* _Text passage_
↓
The RM22k Axia E – the “Rahmah” Axia people search for
If you’ve searched for an “Axia Rahmah”, what you’re almost certainly after is the Axia E at RM22,000 – the most affordable new car on sale in Malaysia. There’s no variant actually badged “Rahmah”; the name has simply become shorthand for the cheapest, most accessible Axia.
The Axia E is deliberately basic. It uses the previous-generation Axia body (with the 2017 front bumper), the same 1.0 litre three-cylinder engine as the rest of the range, but paired with a five-speed manual gearbox – the only way to get a manual Axia. Equipment is pared back to the essentials: halogen headlamps, steel wheels, fabric seats, power windows, two airbags and ISOFIX, but no touchscreen, no central locking and no stability control. At RM22,000 it costs the same to finance as a new motorcycle – Perodua quotes around RM300 a month – which is exactly its appeal to first-time owners, driving schools and fleets. It carries a four-star ASEAN NCAP rating and the standard five-year warranty.
↑
* _Location labeling records_
↓
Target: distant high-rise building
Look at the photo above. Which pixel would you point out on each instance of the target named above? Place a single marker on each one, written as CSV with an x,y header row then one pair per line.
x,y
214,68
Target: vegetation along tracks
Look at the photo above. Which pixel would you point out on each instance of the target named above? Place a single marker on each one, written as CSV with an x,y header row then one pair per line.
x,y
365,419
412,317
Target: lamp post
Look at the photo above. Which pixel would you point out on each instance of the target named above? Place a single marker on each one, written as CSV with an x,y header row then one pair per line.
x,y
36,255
↑
↓
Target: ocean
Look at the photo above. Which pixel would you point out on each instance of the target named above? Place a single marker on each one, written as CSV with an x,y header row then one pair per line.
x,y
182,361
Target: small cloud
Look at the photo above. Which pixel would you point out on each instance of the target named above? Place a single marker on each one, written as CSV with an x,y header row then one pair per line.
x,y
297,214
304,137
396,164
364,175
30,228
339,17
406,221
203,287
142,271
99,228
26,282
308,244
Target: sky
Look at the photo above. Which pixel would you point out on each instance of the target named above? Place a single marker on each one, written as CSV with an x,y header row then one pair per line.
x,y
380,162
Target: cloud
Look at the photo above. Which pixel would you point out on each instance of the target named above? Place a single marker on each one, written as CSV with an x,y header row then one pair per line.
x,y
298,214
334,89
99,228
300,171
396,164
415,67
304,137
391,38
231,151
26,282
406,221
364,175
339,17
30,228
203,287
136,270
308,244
↑
↓
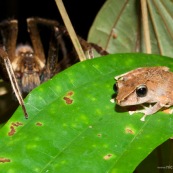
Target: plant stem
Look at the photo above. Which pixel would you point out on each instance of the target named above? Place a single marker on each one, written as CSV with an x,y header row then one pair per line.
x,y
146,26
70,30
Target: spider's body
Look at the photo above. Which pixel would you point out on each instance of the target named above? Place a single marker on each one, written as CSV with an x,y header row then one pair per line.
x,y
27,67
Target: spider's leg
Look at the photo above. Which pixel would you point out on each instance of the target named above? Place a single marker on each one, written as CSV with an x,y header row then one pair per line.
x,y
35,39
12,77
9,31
↑
* _Set of tasks_
(a) Repeat the portion of the Axia E text between "The Axia E is" and "standard five-year warranty.", inclusive.
(b) Filter the listing, keeping every line that contains the string "spider".

* _Answer set_
(a)
The Axia E is deliberately basic. It uses the previous-generation Axia body (with the 2017 front bumper), the same 1.0 litre three-cylinder engine as the rest of the range, but paired with a five-speed manual gearbox – the only way to get a manual Axia. Equipment is pared back to the essentials: halogen headlamps, steel wheels, fabric seats, power windows, two airbags and ISOFIX, but no touchscreen, no central locking and no stability control. At RM22,000 it costs the same to finance as a new motorcycle – Perodua quotes around RM300 a month – which is exactly its appeal to first-time owners, driving schools and fleets. It carries a four-star ASEAN NCAP rating and the standard five-year warranty.

(b)
Target: spider's body
Target: spider's leg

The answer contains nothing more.